Exercise details:
Images in the data are to be skipped, while every line is restated exactly as written.

*** Provided records ***

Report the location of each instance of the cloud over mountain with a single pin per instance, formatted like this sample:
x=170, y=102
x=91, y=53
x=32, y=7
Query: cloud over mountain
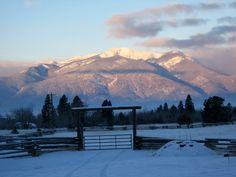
x=150, y=22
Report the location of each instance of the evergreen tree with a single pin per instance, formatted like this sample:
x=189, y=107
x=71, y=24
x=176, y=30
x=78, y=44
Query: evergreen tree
x=159, y=109
x=180, y=107
x=108, y=114
x=77, y=102
x=189, y=106
x=166, y=109
x=64, y=111
x=48, y=113
x=122, y=119
x=214, y=110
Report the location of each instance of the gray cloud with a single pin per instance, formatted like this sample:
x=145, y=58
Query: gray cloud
x=215, y=57
x=193, y=22
x=228, y=19
x=148, y=23
x=219, y=35
x=233, y=4
x=211, y=6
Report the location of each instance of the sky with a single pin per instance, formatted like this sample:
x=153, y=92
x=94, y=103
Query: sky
x=33, y=30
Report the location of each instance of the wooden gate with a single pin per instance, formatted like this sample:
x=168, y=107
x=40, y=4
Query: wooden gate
x=107, y=142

*** End of Provided records ***

Written response:
Report the location of each instance of the cloud over mountain with a single pin per instance, formatted like this sample:
x=170, y=102
x=91, y=53
x=32, y=7
Query: cloud over mountain
x=150, y=22
Report the location of each instance of the evergreen tree with a single pin per instance, formatted like this sample:
x=189, y=107
x=71, y=24
x=176, y=30
x=78, y=44
Query: evergreen tree
x=159, y=109
x=180, y=107
x=108, y=114
x=77, y=102
x=189, y=106
x=166, y=109
x=64, y=111
x=48, y=113
x=122, y=119
x=214, y=110
Report the location of each instance of the gray cloud with a single pin per instance, formatted like this sample:
x=145, y=58
Query: gray cloud
x=215, y=57
x=193, y=22
x=228, y=19
x=148, y=23
x=219, y=35
x=233, y=4
x=211, y=6
Report the location of each instance of the sky with a single pin per instance, formatted like this sample:
x=153, y=92
x=94, y=103
Query: sky
x=33, y=30
Report the location of each instance of the wooden gate with a single pin per instance, formatted like this sample:
x=168, y=107
x=40, y=4
Query: wooden gate
x=107, y=142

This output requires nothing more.